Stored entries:

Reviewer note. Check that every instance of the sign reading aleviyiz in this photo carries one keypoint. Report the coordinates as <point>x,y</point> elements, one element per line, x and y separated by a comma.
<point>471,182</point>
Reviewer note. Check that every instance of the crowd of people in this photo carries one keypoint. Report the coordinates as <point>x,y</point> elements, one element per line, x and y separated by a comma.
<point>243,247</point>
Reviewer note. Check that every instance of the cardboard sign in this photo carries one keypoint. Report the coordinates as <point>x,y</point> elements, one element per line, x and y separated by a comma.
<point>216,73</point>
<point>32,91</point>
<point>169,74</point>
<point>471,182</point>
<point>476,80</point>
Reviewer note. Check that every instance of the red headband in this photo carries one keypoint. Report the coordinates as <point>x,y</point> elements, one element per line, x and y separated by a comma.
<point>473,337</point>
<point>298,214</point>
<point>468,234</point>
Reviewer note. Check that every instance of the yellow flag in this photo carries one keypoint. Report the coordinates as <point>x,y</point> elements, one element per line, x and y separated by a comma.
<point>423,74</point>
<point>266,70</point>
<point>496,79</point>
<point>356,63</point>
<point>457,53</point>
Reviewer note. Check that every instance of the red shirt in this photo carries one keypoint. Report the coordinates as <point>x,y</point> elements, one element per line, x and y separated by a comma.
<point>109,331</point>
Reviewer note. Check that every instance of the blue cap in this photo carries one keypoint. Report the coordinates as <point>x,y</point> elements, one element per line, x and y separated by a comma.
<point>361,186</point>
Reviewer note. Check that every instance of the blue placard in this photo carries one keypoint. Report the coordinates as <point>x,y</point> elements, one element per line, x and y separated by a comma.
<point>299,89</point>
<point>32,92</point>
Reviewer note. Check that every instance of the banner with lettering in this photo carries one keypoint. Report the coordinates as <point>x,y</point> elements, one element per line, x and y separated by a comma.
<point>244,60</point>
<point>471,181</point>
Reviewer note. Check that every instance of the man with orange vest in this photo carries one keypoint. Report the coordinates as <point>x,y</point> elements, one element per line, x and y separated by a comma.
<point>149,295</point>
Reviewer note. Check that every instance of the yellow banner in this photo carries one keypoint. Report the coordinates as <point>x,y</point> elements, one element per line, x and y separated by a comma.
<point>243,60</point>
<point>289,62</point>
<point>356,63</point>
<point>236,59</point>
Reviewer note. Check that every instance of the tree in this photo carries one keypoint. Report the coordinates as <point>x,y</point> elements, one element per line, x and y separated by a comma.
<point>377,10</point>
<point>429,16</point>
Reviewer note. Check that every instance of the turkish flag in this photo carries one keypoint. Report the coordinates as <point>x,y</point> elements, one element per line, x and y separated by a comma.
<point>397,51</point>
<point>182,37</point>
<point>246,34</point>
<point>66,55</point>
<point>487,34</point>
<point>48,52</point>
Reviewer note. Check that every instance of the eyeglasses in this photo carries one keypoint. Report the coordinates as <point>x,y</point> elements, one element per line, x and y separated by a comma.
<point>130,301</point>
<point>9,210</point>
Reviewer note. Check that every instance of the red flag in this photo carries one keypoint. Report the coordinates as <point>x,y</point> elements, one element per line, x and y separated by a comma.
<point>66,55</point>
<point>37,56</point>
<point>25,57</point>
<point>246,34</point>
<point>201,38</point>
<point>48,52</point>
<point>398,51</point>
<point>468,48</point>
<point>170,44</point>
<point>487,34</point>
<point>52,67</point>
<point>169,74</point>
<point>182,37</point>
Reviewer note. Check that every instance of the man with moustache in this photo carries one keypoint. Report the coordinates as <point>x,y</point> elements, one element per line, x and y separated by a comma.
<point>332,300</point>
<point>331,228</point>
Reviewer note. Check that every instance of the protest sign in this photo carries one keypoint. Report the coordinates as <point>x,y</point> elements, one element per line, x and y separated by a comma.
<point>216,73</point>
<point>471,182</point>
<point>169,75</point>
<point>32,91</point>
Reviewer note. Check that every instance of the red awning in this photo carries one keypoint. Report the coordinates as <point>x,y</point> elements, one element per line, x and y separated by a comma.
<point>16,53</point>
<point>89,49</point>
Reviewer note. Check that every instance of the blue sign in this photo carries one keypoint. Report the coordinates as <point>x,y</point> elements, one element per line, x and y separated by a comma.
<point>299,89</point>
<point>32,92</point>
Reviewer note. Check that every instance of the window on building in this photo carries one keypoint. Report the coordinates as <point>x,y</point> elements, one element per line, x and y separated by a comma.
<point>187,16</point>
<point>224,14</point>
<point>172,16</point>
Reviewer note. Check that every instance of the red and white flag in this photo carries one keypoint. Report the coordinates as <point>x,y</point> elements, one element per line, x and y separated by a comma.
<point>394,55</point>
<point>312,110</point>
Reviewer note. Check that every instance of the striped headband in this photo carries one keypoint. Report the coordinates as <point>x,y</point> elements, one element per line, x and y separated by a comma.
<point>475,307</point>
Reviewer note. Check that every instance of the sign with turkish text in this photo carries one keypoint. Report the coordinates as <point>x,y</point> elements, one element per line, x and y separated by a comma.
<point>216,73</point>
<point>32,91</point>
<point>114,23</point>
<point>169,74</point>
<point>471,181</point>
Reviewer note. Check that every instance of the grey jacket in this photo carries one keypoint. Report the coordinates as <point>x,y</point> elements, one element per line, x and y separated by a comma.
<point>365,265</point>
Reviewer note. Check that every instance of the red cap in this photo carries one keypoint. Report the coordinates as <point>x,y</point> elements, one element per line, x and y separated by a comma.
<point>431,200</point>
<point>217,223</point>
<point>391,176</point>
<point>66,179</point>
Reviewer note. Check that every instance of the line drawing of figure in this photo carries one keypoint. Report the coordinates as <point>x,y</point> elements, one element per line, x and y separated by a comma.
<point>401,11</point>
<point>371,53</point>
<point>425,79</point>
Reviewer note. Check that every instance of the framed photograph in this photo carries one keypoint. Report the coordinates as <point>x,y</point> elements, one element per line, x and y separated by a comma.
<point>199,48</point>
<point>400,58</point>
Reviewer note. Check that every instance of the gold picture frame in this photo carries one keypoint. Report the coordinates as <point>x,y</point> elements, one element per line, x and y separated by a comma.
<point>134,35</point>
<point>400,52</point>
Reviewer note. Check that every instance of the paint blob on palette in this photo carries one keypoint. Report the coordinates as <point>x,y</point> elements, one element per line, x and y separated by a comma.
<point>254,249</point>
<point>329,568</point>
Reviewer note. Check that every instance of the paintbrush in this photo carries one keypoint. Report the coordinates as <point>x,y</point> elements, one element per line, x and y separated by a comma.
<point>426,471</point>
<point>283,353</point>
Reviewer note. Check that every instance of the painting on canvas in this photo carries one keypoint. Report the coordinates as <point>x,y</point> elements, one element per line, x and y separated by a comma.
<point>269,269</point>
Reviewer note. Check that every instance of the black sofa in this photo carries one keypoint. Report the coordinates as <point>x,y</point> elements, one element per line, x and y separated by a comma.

# [Task goal]
For each line shown above, write an exact copy.

# [Result of the task]
Reviewer note. Check that every instance of the sign reading aleviyiz in this photo carries one keypoint. Report the coordinates as <point>x,y</point> elements, one element per line, x and y separated by a comma.
<point>471,182</point>
Reviewer note. Check that every instance of the crowd of people in this photo carries one keypoint. Report the coordinates as <point>x,y</point> elements, one element per line, x and y separated by a comma.
<point>243,247</point>
Reviewer note. Check that every instance of the cardboard sign in this photo carries one keypoint. Report the coordinates as <point>x,y</point> elements, one element per line, x and y separated by a comma.
<point>216,73</point>
<point>32,91</point>
<point>169,74</point>
<point>471,182</point>
<point>476,80</point>
Reviewer note. Check that every instance of the red headband in this photo carries one keypoint. Report the coordinates as <point>x,y</point> elements, one element per line, x and y separated by a comma.
<point>473,337</point>
<point>298,214</point>
<point>468,234</point>
Reviewer note. Check that every instance of the yellow flag in this photo carries one keypoint. Report the coordinates as <point>x,y</point> elements, one element per line, x and y separated by a comma.
<point>423,74</point>
<point>266,70</point>
<point>496,79</point>
<point>356,63</point>
<point>457,53</point>
Reviewer note. Check that every instance of the red shirt in this photo carries one keypoint. Report the coordinates as <point>x,y</point> elements, one element per line, x and y separated by a comma.
<point>109,331</point>
Reviewer note. Check that every instance of the blue cap in this photo carries one keypoint. Report the coordinates as <point>x,y</point> elements, one element per line, x and y separated by a comma.
<point>361,186</point>
Reviewer note. Check that every instance of the blue placard in this photo carries one keypoint. Report the coordinates as <point>x,y</point> elements, one element per line, x and y separated by a comma.
<point>299,89</point>
<point>32,92</point>
Reviewer note. Check that every instance of the banner with lettering in this photo carries one keypoint. Report the coordinates as <point>x,y</point> elements, one element per line, x and y separated by a comma.
<point>244,60</point>
<point>471,181</point>
Reviewer note. Check that every instance of the man with orange vest in this photo carries one keypoint. Report the coordinates as <point>x,y</point> elements, one element per line, x and y separated by a comma.
<point>149,295</point>
Reviewer note. Check that every instance of the yellow banner in this photo carries one keypoint. Report the coordinates as <point>x,y</point> elements, one element per line, x and y separated by a comma.
<point>243,60</point>
<point>289,62</point>
<point>356,63</point>
<point>236,59</point>
Reviewer note. Check that every instance of the tree in this photo carries one keypoint. Report the coordinates as <point>x,y</point> elements, one element per line, x and y separated by a comma.
<point>377,10</point>
<point>429,16</point>
Reviewer note. Check that every instance of the turkish flag in this photo carries one keypoint. Report the coordinates as <point>x,y</point> elements, one element per line, x and y separated by a comma.
<point>397,51</point>
<point>182,37</point>
<point>246,34</point>
<point>66,55</point>
<point>487,34</point>
<point>48,52</point>
Reviewer note. Check that every instance of the eyeglasses in this photo carries one keypoint. Report the coordinates as <point>x,y</point> elements, one element per line, x and y separated by a comma.
<point>130,301</point>
<point>9,210</point>
Reviewer note. Check that every instance of the red flag in this photo carries one keypoint. Report the coordinates as <point>x,y</point> elements, one element per line, x and y separated by a comma.
<point>66,55</point>
<point>37,56</point>
<point>25,57</point>
<point>246,34</point>
<point>201,38</point>
<point>48,52</point>
<point>398,51</point>
<point>468,48</point>
<point>170,44</point>
<point>487,34</point>
<point>52,67</point>
<point>169,74</point>
<point>182,37</point>
Reviewer note. Check that every instance of the man with moustache in this photo carries one keypoint. Report the coordinates as <point>x,y</point> elements, one element per line, x and y separated by a comma.
<point>332,300</point>
<point>331,228</point>
Reviewer note. Check that every instance of the protest sign in this photo carries one keypoint. Report the coordinates as <point>x,y</point> elements, one element per line, x and y separated by a comma.
<point>216,73</point>
<point>471,182</point>
<point>169,75</point>
<point>32,91</point>
Reviewer note. Check that every instance of the red awning in this photo carries one keypoint. Report the coordinates as <point>x,y</point> elements, one element per line, x and y separated by a comma.
<point>16,53</point>
<point>89,49</point>
Reviewer note. Check that every instance of the blue sign in this photo carries one keypoint. Report the coordinates as <point>x,y</point> elements, one element per line, x and y separated by a comma.
<point>299,89</point>
<point>32,92</point>
Reviewer note. Check that every instance of the window on building in this photo carries one keypoint. Report the coordinates as <point>x,y</point> elements, one element per line, x and y separated by a comma.
<point>187,16</point>
<point>224,14</point>
<point>172,16</point>
Reviewer note. Check that every instance of the red and white flag in this photo carries one keypoint. Report the coordinates as <point>x,y</point> elements, one element per line, x and y separated by a comma.
<point>394,55</point>
<point>312,110</point>
Reviewer note. Check that every instance of the striped headband in this photo carries one keypoint. Report the coordinates as <point>x,y</point> elements, one element per line, x and y separated by a comma.
<point>475,307</point>
Reviewer note. Check that every instance of the sign with turkish text in this photo carries one keypoint. Report the coordinates as <point>x,y</point> elements, one element per line, x and y separated by a comma.
<point>216,73</point>
<point>32,91</point>
<point>114,23</point>
<point>169,74</point>
<point>471,181</point>
Reviewer note. Check that every instance of the grey jacket in this photo carries one keypoint. Report the coordinates as <point>x,y</point> elements, one element per line, x and y separated by a comma.
<point>365,265</point>
Reviewer note. Check that every instance of the red cap in this photo carries one keypoint. Report the coordinates as <point>x,y</point> elements, one element per line, x and y separated by a comma.
<point>431,200</point>
<point>217,223</point>
<point>391,176</point>
<point>66,179</point>
Reviewer note. Check that every instance of the line drawing of figure in this photo carries one keypoint. Report the coordinates as <point>x,y</point> elements, one element per line, x and y separated by a comma.
<point>401,11</point>
<point>371,53</point>
<point>425,79</point>
Reviewer note. Check that every instance of the framed photograph in this photo carries one keypoint. Report the coordinates as <point>x,y</point> elements, one element per line, x and y separated by a comma.
<point>199,48</point>
<point>400,58</point>
Reviewer note. Check that every instance of the gold picture frame in this photo carries one keypoint. Report the coordinates as <point>x,y</point> elements, one element per line, x and y separated by a comma.
<point>134,35</point>
<point>400,52</point>
Reviewer note. Check that every instance of the paint blob on palette in this photo carries one keypoint. Report the coordinates as <point>x,y</point> elements, one element per line, x and y separated by a comma.
<point>254,249</point>
<point>329,568</point>
Reviewer note. Check that every instance of the paintbrush in this photo carries one keypoint. Report the coordinates as <point>x,y</point> elements, one element per line, x and y separated by a comma.
<point>426,471</point>
<point>283,353</point>
Reviewer note. Check that every instance of the painting on canvas in this photo carries one keypoint. Report the coordinates as <point>x,y</point> elements, one element per line, x and y separated by a comma.
<point>269,269</point>
Reviewer note. Check that every instance of the black sofa in this photo carries one keypoint. Report the coordinates as <point>x,y</point> elements, one element per line, x and y separated by a comma.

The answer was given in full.